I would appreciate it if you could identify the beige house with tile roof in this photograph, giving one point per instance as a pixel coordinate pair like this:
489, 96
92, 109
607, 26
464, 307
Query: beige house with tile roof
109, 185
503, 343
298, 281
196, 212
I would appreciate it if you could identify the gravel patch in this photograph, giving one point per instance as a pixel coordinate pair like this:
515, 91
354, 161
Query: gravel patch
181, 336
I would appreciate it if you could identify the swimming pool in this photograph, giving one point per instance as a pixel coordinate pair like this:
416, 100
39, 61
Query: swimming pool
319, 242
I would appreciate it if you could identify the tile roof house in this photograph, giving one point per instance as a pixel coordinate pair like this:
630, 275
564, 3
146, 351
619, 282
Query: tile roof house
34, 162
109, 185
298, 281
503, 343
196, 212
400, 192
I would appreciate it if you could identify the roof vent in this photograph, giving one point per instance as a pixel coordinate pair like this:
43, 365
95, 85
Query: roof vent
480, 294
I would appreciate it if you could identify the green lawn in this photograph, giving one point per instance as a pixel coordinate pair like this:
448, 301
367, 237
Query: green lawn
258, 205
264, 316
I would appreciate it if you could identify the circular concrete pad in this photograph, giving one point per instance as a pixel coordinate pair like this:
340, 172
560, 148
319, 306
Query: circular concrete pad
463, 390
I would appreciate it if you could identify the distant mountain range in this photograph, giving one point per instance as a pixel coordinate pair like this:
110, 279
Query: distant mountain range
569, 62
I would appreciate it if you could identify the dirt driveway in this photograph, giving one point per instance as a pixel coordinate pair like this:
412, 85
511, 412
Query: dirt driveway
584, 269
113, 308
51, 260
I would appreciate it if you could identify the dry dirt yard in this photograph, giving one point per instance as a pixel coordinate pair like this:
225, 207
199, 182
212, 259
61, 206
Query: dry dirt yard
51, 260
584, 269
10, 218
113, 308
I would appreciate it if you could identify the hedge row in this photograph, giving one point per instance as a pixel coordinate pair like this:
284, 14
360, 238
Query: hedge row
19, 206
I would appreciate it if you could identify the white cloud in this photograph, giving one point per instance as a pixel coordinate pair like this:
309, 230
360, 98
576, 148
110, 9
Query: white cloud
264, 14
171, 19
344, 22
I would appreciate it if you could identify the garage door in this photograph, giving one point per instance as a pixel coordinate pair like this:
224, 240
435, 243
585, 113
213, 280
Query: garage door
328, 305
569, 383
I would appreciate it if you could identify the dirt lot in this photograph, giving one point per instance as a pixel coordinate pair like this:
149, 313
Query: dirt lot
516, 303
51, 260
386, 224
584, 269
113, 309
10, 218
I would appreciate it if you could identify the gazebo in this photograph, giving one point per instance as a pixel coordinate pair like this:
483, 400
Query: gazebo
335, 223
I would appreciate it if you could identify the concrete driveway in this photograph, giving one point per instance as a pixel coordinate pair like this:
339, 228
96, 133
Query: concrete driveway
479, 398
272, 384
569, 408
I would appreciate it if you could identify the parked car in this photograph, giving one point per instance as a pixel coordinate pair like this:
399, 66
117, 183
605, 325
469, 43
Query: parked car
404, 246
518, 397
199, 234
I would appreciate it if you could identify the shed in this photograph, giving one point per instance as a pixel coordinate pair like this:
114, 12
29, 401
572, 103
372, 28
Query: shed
☆ ☆ ☆
**Task objective**
Every record shown above should be written out again exactly.

**Expected answer**
I would appreciate it if you could identify the beige house with tile roof in this photograph, giving one point per instance as a pixel coordinate pair like this:
489, 96
92, 109
607, 26
464, 307
Query: beige house with tile roof
109, 185
503, 343
298, 281
196, 212
I would appreciate it if you could identify the gravel patch in this photograph, giving one point per instance as a pixel coordinate pair like this:
515, 91
354, 161
Query: gravel patch
181, 336
I would appreciate it if you could identify the swimming pool in this photograph, giving one point per instance as a pixel coordinate pair like this:
416, 100
39, 61
Query: swimming pool
319, 242
I would appreciate it if you could identify the tile roof house in this photograph, giving one point per instance as a pixel coordinate pair like this:
630, 275
564, 3
146, 351
619, 282
Query: tile roof house
34, 162
109, 185
298, 281
503, 343
196, 212
400, 192
I would appreciate it if you could identify the roof vent in this photograph, giving one point per instance as a pixel coordinate pair like this:
43, 365
95, 85
Query: roof vent
480, 294
I would appreciate it if you could identify the green lawn in this photograph, giving one point per instance as a pixel coordinate pair like this:
448, 301
367, 237
Query: green lawn
258, 205
264, 316
I would appreciate it if you could identify the circular concrete pad in this photograph, giving one point per instance as a pixel coordinate pair like this:
340, 172
560, 148
319, 306
Query: circular concrete pad
463, 390
I would appreciate it if you could identify the distant mountain range in this photograph, giving one point per instance as a pixel coordinate pair like this:
110, 279
Query: distant mountain range
569, 62
I would appreciate it if you could identify the dirt driveway in this photograph, giving one point per instance as a pixel coordinate pair like this:
412, 85
511, 412
Query: dirt driveway
584, 269
113, 308
51, 260
I would appreciate it if you could identify the dry dirt yard in this photograph, giving one point per instance as a pixel coordinate pair like this:
225, 207
199, 182
212, 259
61, 206
Query: dry dirt yard
51, 260
584, 269
10, 218
113, 308
I would appreciate it if you could identify the hedge row in this photograph, giving one point per instance as a pixel coordinate pair like this:
284, 14
360, 238
Query: hedge row
19, 206
I would appreciate it if you could identify the white cloud in this photograph, giving one point per instance as a pixel coordinate pair like this:
309, 230
360, 98
576, 148
110, 9
Query: white cloud
264, 14
171, 19
344, 22
I would appreciate it if you could identify the garage door in this photograph, giving one point per instance as a pixel coordinate pair like this:
224, 240
435, 243
585, 113
213, 280
Query: garage door
328, 305
569, 383
I would appreciate it if you could identify the dirt lot in this photograph, giving one point per instance as a pixel coordinate pair like this:
149, 313
Query: dirt lot
516, 303
51, 260
386, 224
584, 269
113, 309
10, 218
I would appreciate it if you could identify the gazebo in this photograph, giving one point per instance as a pixel coordinate pair like this:
483, 400
Query: gazebo
335, 223
I would appreciate it if you could identify the concrete driveway in this photograph, giving one point per instance as a pixel coordinate pair like this:
339, 228
96, 133
Query: concrete driveway
479, 398
272, 384
569, 408
I would appreciate it if you could identify the parked car in this photograph, giving one point per instance as a pixel coordinate pair like this:
399, 66
117, 183
605, 325
469, 43
Query: parked car
404, 246
518, 397
199, 234
I would appreciate it if you could identify the shed in this photograph, giving one point per instance as a pixel coordinate pair like this:
114, 12
29, 401
572, 103
372, 28
Query: shed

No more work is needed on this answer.